## CHALLENGE
Starting from the line containing "[locate] illuminated dome", write out every remaining line exactly, the last one included.

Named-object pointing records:

%%

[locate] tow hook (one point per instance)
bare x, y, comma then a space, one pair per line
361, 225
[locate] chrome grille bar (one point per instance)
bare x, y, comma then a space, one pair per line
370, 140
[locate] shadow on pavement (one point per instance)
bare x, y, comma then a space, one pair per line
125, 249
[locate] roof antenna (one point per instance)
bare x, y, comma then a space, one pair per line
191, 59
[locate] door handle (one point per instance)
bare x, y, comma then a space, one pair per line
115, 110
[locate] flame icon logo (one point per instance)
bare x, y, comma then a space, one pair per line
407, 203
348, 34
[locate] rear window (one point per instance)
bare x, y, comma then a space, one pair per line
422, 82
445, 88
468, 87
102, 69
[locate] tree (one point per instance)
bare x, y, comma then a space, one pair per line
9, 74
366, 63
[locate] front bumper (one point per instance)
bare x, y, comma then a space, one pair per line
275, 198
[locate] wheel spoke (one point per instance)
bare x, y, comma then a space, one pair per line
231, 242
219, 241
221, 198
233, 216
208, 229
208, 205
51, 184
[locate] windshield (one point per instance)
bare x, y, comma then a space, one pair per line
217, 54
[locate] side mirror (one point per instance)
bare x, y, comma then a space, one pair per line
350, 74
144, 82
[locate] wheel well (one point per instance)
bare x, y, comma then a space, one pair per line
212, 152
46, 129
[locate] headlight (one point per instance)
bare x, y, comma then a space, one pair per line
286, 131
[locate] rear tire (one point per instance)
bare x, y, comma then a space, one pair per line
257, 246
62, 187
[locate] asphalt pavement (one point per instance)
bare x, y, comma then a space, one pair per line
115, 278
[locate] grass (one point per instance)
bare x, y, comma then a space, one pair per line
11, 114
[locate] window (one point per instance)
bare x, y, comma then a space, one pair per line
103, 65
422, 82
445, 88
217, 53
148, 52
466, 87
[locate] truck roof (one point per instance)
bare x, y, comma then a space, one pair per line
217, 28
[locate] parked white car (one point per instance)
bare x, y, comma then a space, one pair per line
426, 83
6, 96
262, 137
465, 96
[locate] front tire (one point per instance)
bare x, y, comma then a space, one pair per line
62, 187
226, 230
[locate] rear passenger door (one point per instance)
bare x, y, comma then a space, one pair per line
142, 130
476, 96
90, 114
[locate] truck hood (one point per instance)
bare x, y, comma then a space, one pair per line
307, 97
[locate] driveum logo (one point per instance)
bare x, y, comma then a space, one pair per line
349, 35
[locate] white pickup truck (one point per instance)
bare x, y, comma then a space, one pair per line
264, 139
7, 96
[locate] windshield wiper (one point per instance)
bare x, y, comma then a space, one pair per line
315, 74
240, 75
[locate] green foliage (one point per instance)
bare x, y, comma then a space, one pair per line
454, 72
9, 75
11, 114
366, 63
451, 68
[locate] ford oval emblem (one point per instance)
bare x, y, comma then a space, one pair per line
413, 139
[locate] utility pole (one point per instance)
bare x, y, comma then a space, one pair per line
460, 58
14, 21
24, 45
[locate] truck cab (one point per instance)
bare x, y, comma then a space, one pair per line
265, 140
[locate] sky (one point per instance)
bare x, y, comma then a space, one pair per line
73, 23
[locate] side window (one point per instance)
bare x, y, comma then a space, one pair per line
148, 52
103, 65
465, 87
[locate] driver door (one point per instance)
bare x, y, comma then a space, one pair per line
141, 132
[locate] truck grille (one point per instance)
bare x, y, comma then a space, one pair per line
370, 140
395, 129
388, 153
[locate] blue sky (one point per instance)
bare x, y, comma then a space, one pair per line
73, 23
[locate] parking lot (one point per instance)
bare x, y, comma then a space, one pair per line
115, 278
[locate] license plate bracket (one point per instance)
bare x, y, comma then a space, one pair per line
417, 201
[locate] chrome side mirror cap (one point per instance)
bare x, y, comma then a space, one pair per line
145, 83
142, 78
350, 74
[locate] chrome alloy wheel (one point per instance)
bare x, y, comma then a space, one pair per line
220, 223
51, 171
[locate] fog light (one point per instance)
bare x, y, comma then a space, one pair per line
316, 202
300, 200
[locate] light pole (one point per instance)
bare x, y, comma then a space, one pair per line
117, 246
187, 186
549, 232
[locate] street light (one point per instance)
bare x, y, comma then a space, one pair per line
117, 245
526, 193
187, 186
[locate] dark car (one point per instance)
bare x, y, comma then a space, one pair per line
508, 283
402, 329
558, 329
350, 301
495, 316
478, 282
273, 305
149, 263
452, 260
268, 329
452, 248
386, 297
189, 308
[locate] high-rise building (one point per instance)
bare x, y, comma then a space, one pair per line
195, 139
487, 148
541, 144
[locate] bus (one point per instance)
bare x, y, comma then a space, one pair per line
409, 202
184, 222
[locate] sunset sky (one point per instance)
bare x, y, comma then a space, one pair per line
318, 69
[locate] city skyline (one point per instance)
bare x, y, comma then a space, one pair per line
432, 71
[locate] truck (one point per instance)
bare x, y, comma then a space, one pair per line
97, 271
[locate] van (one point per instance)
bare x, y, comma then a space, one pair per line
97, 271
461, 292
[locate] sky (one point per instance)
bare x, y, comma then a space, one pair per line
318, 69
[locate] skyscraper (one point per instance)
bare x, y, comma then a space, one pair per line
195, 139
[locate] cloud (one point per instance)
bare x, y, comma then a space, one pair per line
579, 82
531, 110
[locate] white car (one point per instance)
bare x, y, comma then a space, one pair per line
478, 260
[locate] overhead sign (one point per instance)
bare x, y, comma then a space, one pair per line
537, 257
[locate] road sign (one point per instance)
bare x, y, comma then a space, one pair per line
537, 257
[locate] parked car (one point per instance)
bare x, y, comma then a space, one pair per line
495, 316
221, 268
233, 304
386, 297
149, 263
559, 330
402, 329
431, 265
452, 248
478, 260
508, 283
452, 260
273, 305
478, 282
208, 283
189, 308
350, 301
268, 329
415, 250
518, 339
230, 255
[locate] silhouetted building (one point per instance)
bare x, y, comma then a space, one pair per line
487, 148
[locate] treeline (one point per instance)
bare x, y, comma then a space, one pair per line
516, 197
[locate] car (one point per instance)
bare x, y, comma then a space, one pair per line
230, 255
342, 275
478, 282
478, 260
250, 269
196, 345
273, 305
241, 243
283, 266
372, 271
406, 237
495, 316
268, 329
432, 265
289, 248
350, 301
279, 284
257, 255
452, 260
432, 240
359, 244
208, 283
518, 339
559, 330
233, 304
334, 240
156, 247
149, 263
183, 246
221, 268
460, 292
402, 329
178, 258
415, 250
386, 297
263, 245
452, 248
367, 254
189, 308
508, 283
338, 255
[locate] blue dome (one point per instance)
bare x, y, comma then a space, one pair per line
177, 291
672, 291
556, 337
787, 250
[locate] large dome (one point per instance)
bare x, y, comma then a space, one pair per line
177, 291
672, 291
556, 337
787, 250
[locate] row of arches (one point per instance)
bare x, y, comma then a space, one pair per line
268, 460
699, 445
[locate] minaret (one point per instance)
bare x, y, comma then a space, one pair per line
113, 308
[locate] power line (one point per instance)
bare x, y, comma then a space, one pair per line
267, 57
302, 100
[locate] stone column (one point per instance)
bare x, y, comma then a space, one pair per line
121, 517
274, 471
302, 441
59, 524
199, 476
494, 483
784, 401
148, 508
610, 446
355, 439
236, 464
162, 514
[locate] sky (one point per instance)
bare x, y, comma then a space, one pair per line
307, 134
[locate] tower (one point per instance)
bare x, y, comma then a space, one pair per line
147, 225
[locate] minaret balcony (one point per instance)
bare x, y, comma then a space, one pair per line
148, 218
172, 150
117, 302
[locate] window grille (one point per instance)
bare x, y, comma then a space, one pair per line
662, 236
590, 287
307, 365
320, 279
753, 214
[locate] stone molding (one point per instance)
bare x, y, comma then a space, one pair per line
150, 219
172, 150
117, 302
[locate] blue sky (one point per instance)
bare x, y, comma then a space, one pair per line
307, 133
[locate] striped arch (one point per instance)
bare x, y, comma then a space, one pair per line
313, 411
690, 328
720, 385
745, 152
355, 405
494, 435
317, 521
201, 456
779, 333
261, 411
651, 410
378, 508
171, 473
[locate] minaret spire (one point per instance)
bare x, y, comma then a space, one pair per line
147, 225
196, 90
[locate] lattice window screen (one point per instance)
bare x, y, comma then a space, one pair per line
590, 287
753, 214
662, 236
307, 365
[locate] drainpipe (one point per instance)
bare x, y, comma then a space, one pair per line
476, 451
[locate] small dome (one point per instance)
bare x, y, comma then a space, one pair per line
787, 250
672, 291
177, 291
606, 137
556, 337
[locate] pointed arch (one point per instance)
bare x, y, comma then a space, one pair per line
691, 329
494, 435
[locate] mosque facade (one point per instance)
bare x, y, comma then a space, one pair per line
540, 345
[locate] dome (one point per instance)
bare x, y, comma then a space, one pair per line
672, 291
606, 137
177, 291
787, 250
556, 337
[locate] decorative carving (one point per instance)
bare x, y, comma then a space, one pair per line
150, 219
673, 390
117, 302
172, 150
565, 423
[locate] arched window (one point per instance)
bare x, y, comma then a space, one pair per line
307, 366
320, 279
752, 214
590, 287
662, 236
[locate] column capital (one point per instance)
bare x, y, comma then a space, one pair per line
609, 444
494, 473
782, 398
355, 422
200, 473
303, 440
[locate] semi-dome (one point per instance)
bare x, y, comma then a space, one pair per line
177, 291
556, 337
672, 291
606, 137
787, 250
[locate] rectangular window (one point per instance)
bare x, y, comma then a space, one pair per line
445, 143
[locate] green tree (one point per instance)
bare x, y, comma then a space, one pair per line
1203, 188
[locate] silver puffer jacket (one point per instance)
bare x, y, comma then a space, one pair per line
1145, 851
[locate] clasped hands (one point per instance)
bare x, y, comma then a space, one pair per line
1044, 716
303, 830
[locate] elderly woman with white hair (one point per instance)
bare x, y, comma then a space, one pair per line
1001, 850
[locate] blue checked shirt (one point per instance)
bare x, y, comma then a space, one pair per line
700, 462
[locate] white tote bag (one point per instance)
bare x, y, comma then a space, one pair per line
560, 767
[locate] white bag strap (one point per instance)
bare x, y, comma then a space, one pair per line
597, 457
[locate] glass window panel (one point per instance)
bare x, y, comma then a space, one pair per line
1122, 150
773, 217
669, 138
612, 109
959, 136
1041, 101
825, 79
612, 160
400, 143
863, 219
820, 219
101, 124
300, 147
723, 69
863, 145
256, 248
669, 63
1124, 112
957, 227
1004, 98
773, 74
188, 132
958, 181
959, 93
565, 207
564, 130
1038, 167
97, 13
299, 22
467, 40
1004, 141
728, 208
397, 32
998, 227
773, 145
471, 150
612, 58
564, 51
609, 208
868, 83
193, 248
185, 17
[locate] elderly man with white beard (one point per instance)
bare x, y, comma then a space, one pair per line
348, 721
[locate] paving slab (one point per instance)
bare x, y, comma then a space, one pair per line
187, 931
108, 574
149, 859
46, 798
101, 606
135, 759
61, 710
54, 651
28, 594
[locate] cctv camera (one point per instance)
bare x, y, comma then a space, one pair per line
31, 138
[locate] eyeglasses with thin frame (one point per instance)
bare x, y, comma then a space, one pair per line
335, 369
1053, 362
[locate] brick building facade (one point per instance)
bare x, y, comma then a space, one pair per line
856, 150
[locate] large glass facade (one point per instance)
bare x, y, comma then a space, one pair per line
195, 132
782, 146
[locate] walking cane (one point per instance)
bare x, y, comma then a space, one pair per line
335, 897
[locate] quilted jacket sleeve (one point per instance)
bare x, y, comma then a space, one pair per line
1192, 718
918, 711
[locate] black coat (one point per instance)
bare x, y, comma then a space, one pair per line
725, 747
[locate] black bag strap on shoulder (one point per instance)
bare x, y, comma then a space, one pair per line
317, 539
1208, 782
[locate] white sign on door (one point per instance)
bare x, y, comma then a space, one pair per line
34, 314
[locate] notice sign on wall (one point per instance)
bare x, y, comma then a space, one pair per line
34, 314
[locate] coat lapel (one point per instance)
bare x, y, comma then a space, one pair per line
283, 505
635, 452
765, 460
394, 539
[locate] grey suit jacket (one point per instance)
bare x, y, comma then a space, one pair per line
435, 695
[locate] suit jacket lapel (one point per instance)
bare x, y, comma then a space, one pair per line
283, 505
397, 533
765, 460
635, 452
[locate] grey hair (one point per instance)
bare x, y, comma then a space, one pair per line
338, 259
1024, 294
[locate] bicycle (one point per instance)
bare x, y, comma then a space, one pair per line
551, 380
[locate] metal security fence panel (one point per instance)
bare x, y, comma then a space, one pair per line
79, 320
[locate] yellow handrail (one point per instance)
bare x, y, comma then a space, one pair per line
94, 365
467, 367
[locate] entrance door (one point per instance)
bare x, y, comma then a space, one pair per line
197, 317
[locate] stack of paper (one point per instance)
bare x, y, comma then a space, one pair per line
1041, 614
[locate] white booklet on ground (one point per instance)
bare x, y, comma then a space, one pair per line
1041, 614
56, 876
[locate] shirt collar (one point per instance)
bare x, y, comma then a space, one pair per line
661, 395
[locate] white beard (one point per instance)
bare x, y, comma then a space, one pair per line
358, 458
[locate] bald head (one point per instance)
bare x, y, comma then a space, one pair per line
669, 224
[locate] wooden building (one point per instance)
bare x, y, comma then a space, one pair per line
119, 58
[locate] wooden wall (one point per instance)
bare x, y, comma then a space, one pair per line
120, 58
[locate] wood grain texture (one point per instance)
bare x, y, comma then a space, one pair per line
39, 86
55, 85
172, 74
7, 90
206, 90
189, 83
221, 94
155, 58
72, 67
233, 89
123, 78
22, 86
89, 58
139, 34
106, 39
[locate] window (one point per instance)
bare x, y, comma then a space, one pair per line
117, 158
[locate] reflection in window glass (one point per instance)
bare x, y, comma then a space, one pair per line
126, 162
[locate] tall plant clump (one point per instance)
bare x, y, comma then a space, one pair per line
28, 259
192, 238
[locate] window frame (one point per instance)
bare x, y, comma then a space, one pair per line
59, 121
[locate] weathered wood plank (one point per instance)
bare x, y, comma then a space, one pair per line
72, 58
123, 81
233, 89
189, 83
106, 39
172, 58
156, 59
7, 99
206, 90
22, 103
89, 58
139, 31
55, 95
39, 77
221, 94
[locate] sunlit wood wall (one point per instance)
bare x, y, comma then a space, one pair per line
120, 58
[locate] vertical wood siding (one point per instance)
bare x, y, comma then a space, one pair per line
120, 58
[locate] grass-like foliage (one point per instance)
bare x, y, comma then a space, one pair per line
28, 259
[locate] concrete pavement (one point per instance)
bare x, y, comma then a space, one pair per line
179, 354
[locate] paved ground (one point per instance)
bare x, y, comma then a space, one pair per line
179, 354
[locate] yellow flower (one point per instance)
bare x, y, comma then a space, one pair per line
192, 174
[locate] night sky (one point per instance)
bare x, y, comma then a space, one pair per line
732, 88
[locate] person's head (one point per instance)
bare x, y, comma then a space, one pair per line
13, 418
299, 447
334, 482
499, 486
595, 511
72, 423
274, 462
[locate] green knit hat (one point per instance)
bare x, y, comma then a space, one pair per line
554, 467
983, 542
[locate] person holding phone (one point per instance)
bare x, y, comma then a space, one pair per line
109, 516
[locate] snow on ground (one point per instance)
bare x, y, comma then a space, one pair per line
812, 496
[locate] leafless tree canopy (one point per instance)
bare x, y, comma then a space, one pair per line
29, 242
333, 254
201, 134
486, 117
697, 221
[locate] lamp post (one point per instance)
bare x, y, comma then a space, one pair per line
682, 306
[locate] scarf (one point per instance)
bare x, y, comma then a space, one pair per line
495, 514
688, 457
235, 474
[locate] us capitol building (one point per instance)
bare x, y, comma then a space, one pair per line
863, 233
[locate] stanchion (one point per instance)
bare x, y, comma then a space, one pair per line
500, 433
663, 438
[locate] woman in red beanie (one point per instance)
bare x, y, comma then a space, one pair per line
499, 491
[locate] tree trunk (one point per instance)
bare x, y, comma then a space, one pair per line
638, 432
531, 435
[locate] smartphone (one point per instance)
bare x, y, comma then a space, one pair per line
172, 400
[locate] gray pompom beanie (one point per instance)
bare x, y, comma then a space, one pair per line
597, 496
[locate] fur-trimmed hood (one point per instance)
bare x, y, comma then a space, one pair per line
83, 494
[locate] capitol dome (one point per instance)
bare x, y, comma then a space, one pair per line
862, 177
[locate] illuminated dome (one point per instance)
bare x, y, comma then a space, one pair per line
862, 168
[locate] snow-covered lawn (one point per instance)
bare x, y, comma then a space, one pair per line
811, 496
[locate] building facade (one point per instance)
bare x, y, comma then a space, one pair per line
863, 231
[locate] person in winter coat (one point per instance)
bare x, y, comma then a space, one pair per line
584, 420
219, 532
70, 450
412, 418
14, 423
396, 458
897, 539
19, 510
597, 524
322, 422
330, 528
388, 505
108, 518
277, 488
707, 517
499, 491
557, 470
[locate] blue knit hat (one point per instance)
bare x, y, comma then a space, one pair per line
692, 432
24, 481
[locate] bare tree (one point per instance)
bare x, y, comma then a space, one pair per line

%%

## ANSWER BELOW
[locate] illuminated dome (one point per instance)
bare x, y, comma then a space, one pair per line
862, 168
[locate] snow-covered lawn (one point per instance)
bare x, y, comma then a space, one pair per line
811, 496
[locate] building facade (one point per instance)
bare x, y, comma then a space, one pair per line
863, 231
[locate] person in winter coat (one point per instance)
bare x, y, comma then a space, one pair per line
584, 420
219, 532
70, 450
412, 418
14, 423
396, 458
897, 539
19, 510
597, 524
322, 422
330, 528
388, 505
108, 518
277, 488
707, 517
499, 491
557, 470
[locate] blue knit hat (one point per instance)
bare x, y, comma then a space, one pair per line
692, 432
24, 481
[locate] bare tree (one point per instance)
bare x, y, comma then a space, one pair per line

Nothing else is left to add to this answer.